REQUEST.
Select every line below that contains the word "green" and copy each one.

[Items from a dataset]
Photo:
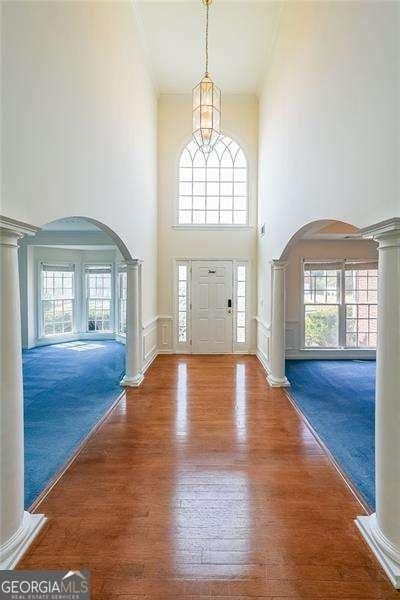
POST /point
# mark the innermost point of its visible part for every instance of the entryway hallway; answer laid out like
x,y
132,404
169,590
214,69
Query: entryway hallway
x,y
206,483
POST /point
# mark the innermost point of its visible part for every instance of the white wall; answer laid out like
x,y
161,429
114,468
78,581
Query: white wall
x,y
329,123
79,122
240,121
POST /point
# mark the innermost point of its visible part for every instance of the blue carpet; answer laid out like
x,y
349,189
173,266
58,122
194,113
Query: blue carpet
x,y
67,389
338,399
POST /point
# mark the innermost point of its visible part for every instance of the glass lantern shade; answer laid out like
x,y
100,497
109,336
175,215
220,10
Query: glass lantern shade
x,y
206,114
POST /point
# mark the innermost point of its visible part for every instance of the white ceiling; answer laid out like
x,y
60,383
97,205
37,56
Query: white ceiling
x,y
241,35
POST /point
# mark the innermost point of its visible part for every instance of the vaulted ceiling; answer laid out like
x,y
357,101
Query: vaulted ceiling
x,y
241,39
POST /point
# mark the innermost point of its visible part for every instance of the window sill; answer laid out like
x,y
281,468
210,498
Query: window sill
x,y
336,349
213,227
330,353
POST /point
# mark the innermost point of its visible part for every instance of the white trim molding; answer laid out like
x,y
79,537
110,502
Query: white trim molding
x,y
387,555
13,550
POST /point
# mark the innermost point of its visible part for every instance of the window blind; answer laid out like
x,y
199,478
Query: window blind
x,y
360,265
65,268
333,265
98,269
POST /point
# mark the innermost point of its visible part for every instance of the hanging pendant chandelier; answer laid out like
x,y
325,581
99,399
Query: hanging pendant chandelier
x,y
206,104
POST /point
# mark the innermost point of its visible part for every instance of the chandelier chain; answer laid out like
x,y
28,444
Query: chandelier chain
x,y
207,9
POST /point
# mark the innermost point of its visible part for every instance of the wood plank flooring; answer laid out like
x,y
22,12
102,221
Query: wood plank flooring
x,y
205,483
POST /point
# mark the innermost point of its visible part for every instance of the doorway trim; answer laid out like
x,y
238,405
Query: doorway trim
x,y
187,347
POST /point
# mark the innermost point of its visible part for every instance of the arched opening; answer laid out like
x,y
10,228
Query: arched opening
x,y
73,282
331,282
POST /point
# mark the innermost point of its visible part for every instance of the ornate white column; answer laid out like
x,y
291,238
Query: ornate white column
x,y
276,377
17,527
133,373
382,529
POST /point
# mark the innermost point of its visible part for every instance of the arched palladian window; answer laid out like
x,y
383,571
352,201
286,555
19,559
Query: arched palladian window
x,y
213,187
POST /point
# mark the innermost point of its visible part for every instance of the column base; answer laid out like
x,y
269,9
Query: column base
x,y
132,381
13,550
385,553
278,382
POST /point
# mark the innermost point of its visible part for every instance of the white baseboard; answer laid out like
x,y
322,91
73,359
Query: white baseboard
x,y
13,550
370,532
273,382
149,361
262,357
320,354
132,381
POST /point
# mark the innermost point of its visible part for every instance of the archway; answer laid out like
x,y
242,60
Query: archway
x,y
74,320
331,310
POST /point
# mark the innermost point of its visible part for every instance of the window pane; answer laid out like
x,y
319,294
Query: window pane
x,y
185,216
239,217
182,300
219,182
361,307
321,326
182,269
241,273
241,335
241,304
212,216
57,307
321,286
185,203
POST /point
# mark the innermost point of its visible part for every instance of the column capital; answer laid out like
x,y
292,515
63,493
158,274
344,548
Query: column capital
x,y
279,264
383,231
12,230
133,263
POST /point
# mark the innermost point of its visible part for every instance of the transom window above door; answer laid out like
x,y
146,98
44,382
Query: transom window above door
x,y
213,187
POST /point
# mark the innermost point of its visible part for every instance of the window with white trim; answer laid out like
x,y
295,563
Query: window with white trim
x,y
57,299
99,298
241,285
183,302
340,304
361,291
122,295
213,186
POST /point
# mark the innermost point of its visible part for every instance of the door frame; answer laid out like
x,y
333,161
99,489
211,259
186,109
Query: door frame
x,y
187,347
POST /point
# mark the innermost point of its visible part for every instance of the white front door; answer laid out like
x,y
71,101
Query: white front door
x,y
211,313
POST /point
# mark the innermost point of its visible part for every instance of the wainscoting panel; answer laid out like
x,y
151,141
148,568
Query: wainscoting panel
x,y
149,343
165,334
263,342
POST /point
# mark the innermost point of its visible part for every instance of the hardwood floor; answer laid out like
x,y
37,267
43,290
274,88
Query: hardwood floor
* * *
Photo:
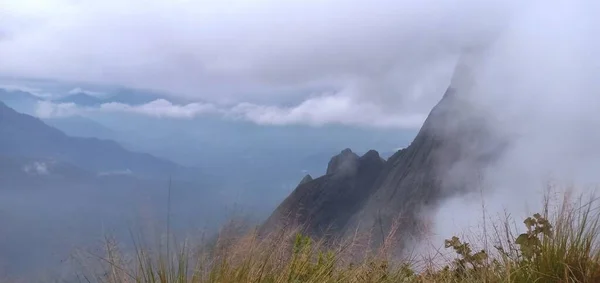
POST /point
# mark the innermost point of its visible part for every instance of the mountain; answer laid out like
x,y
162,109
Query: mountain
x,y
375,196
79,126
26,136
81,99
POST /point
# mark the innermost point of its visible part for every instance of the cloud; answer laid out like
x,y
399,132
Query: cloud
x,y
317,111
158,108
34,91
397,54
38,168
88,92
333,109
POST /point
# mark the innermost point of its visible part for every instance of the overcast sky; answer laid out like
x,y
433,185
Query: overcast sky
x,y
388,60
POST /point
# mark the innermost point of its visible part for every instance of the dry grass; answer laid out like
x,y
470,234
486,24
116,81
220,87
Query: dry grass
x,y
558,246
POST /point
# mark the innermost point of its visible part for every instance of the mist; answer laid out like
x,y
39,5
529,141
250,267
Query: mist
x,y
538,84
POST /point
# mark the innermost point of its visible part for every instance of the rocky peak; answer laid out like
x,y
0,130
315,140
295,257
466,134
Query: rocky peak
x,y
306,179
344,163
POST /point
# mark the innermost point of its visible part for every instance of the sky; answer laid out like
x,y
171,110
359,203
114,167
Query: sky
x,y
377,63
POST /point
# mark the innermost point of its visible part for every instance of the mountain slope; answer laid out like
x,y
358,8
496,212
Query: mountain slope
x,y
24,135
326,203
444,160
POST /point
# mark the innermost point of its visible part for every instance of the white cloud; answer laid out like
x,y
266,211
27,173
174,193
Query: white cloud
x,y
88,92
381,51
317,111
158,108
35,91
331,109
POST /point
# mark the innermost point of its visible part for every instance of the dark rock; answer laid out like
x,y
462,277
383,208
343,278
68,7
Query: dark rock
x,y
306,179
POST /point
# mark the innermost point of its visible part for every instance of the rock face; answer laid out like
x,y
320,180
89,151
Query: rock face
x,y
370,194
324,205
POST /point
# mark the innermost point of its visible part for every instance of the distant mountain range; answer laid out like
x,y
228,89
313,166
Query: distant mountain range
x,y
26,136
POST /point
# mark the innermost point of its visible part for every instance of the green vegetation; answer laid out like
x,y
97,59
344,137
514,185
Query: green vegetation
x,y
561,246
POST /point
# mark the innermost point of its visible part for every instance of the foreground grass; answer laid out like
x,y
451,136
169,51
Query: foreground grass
---
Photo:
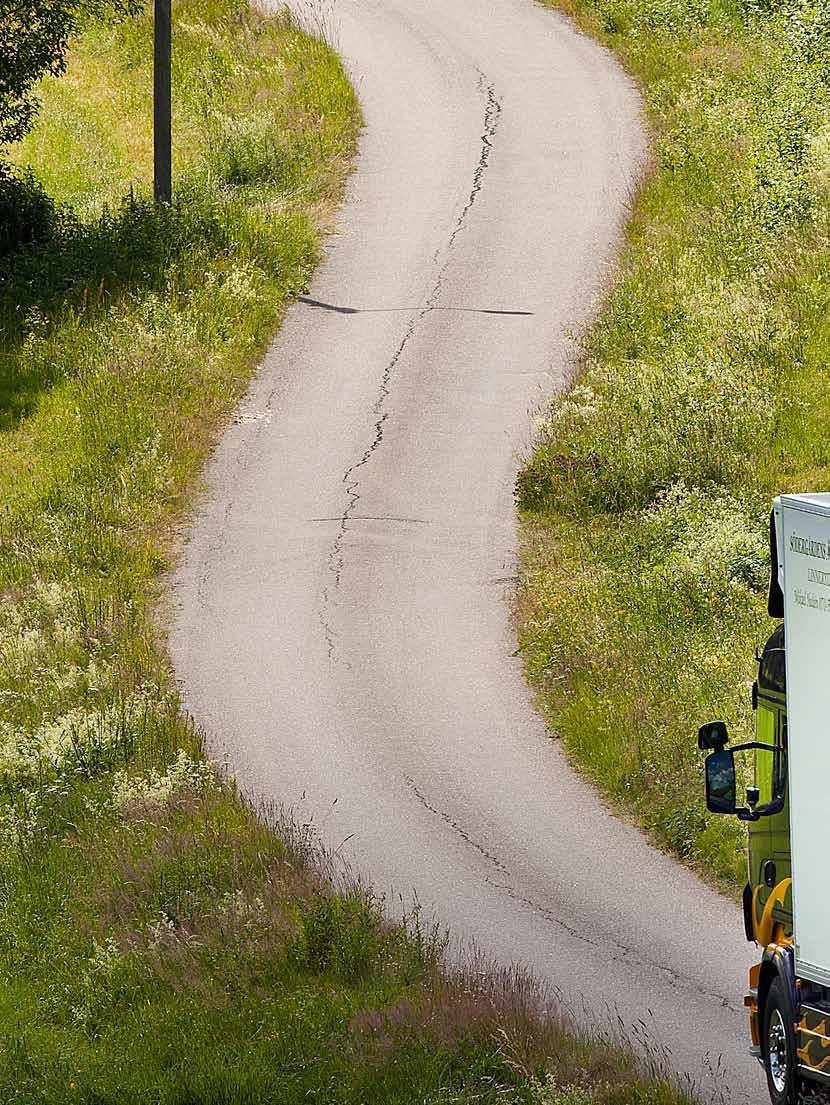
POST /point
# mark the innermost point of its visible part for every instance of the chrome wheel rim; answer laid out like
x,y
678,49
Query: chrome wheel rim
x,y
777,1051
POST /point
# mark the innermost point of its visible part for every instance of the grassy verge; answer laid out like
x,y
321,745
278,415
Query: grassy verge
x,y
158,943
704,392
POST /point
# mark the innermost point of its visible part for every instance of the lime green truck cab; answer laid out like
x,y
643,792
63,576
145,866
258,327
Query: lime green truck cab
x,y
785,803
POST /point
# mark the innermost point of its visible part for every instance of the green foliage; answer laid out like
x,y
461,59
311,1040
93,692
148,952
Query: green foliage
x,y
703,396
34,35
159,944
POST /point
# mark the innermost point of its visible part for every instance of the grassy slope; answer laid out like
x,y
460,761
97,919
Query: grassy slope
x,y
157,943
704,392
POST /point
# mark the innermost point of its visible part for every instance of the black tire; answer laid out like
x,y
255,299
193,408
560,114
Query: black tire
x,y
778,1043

WRITTEN RESPONSE.
# mark the innermost point of its visible part for every instance of the green vegetation; answer laid out like
Query: green vegetation
# mark the innermost point of its visible part for every instance of the lime green truck cab; answer laid out like
Query: lime green truck cab
# mark the innermost point of its visible part for every instance of the green foliage; answer laid out like
Query: green foliage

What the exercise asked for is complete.